=== Exercise tasks ===
A – Translate this sentence from the passage on Indonesia's rice and corn outlook into Spanish: "Corn is likely to fluctuate between 12.5 and 13.8 million tonnes, never quite keeping pace with feed demand growth."
B – Answer these from the passage on Indonesia's rice and corn outlook:
(i) What is the most accessible dietary upgrade for lower-middle-income households?
(ii) What three problems have plagued food-estate projects and trans-migration schemes?
(iii) What average annual rice production is projected for 2028 to 2035?
C – Extend the passage on Indonesia's rice and corn outlook, continuing on from its final sentence.

Higher feed costs will inevitably flow through to chicken and egg prices, adding to inflationary pressures in a country where animal protein remains the most accessible dietary upgrade for lower-middle-income households. Successive administrations have tried to shield local corn growers by restricting imports for industrial uses and gradually tightening general import quotas, but these measures risk backfiring by driving wet-mill closures and concentrating even more demand pressure on an already shrinking domestic supply.
Looking further ahead, the interplay between the two crops will grow more complex. As rice area continues to shrink, some outer-island farmers may shift additional land to corn or other dryland crops, offering a modest offset, yet the net effect will still be negative because the most productive rice lands being lost cannot be easily replaced by marginal uplands. Meanwhile, ambitious food-estate projects and trans-migration schemes meant to open new grain frontiers have so far delivered disappointing results, plagued by poor soils, inadequate infrastructure, and local resistance.
The most plausible medium-term scenario therefore combines modest technological progress with persistent area loss and rising climate risk. Rice production may average 51.5 million tonnes annually from 2028 to 2035, with a standard deviation large enough to create frequent local shortages. Corn is likely to fluctuate between 12.5 and 13.8 million tonnes, never quite keeping pace with feed demand growth. Import requirements for both grains, currently kept low through administrative restrictions, could rise to 3 million tonnes of rice and 4 to 5 million tonnes of corn in an average year by the mid-2030s, making Indonesia far more exposed to global price volatility than it has been in the past two decades.

=== Excerpted records ===
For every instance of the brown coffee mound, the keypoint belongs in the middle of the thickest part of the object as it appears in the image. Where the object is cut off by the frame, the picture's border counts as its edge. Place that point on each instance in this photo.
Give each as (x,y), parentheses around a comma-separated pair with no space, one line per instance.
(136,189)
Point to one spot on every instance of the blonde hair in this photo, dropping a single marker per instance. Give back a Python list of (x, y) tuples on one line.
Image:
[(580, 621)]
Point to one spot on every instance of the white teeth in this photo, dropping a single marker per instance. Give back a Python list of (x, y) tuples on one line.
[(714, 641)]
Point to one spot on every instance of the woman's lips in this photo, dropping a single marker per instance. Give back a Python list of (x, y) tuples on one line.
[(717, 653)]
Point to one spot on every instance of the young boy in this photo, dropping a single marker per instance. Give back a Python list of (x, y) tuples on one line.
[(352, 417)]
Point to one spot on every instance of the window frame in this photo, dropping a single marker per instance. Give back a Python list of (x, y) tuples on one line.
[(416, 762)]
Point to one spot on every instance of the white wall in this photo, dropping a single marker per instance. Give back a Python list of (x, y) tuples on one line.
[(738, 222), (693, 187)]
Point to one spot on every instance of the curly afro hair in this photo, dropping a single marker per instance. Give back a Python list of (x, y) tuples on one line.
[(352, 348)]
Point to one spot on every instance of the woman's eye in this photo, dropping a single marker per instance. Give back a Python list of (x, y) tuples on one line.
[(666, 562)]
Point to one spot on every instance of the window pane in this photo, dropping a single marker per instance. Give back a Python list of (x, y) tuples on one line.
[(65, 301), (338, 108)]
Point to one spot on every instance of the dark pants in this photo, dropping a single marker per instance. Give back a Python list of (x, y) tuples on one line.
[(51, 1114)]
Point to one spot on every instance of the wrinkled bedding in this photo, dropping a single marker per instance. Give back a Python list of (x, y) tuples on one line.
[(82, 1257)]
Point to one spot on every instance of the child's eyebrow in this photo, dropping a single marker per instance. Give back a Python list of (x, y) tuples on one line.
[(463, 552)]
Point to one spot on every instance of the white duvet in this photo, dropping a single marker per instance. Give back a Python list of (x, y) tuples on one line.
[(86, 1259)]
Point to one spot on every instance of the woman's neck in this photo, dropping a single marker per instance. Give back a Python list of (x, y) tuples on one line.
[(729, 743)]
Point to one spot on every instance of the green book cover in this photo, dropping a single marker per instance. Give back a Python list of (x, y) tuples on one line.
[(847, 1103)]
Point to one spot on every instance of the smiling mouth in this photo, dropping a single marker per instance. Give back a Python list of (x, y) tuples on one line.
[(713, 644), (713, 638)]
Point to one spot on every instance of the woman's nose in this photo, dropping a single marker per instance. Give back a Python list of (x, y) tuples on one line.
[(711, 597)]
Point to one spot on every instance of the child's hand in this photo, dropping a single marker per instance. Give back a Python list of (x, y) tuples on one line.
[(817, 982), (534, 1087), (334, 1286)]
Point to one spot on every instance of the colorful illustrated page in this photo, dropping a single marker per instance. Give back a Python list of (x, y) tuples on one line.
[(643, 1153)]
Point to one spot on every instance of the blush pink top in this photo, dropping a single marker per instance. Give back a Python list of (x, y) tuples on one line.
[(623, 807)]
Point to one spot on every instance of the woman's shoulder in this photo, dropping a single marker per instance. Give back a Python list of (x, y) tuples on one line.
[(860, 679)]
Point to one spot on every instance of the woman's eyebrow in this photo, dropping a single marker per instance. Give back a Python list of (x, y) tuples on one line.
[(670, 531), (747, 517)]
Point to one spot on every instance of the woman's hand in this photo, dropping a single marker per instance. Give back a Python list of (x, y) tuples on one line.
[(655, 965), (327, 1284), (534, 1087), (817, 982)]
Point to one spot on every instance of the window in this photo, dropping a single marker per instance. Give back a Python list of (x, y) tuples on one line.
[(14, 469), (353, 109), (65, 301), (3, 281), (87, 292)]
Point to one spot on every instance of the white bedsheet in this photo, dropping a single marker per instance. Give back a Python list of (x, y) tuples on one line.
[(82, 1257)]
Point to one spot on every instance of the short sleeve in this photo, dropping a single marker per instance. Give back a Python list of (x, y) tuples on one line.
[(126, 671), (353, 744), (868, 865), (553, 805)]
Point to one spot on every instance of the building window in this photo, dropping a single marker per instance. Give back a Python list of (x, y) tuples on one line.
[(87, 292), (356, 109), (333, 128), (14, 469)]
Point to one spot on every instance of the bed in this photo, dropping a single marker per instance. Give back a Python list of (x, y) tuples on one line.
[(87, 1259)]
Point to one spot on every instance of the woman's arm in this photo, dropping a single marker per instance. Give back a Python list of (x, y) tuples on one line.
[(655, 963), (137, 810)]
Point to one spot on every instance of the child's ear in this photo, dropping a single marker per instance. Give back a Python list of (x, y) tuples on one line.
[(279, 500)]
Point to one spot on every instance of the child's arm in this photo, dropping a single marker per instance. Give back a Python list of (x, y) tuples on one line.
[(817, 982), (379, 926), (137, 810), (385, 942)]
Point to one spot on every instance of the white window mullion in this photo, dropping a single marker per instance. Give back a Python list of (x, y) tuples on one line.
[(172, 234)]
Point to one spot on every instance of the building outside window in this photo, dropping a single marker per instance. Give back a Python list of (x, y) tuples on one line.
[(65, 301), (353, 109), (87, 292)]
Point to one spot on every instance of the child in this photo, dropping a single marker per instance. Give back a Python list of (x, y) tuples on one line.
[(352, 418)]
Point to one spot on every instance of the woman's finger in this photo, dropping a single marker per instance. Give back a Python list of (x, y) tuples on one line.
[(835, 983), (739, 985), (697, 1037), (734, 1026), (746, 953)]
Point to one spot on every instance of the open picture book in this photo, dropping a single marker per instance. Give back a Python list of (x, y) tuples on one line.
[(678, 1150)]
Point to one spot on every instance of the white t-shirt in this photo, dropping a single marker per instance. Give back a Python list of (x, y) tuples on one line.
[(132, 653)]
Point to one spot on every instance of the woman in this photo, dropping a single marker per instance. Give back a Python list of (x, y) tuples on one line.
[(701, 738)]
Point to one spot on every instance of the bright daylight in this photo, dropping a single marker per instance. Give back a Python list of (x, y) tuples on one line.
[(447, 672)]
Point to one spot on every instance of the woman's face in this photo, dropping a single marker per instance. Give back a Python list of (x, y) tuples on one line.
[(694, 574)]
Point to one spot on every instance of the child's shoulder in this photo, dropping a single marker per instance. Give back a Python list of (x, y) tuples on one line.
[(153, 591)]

=== Written responses ===
A – Es probable que el maíz fluctúe entre 12,5 y 13,8 millones de toneladas, sin llegar nunca a mantener el ritmo del crecimiento de la demanda de pienso.

B –
(i) Animal protein.
(ii) Poor soils, inadequate infrastructure, and local resistance.
(iii) 51.5 million tonnes.

C –
Counterbalancing forces do exist. Accelerated adoption of short-duration, drought-tolerant, and flood-resistant rice varieties, combined with widespread digital advisory services and precision fertilizer application, could lift average paddy yields by 10 to 15 percent by 2035. Large-scale restoration of degraded peatlands and mangroves may stabilize local water regimes in key deltas. Aggressive promotion of alternative carbohydrates and proteins, from local cassava to imported wheat for noodles, could gradually reduce per capita rice demand by 8 to 12 percent. And a deliberate policy shift to incentivize corn cultivation in eastern Indonesia through subsidized inputs and guaranteed purchase prices might add half a million hectares of reliable rainfed area.
Whether these mitigating measures are pursued at sufficient scale and speed remains the central uncertainty. In their absence, Indonesia faces a future of tightening grain balances, upward pressure on staple food prices, and occasional crisis-driven import surges. If embraced decisively, however, the same forces now driving decline, climate stress, land competition, and demographic change, could instead become catalysts for a more resilient, diversified, and ultimately more sustainable food system by the middle of the century. The coming decade will decide which path the country actually takes.